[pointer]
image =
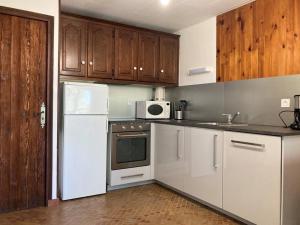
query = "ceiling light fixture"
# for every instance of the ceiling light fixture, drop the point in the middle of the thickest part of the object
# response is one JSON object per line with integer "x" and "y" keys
{"x": 165, "y": 2}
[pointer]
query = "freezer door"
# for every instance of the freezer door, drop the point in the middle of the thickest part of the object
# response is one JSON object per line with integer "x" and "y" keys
{"x": 83, "y": 158}
{"x": 85, "y": 98}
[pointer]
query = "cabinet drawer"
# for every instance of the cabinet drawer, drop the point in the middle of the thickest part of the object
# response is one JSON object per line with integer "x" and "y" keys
{"x": 131, "y": 175}
{"x": 252, "y": 177}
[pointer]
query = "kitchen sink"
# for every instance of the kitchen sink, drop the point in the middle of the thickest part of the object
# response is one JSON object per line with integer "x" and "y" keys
{"x": 223, "y": 124}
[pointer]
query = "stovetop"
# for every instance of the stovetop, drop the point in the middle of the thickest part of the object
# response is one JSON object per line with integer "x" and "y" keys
{"x": 129, "y": 125}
---
#### WHAT IS REQUIRED
Repeat every entry exactly, but leave out the pictures.

#### YOUR SOLUTION
[pointer]
image =
query = "ceiling light fixture"
# for every instance of the ceiling light fixture, drop the point in the middle of the thickest part of the object
# response is one JSON object per line with integer "x" and "y" keys
{"x": 165, "y": 2}
[pointer]
query = "freezer door"
# for every instance of the freezer door, drop the point in the middle of the thickest part of the object
# response is one JSON object per line with integer "x" and "y" keys
{"x": 83, "y": 158}
{"x": 85, "y": 98}
[pointer]
query = "cabinet drawer"
# for every instance of the cabinet drawer, drop the point in the middle of the thickest part of the object
# response is one JSON object per line with integer "x" and "y" keys
{"x": 131, "y": 175}
{"x": 252, "y": 177}
[pointer]
query = "kitchen sink"
# for every instance of the kitchen sink, drop the point in the middle of the thickest part of the object
# response is one JSON object per line with integer "x" and "y" keys
{"x": 223, "y": 124}
[pointer]
query = "stovetop"
# for every instance of the stovetop, drop the point in the middle of the thickest part of the object
# response is one JSON object per line with integer "x" and "y" keys
{"x": 129, "y": 125}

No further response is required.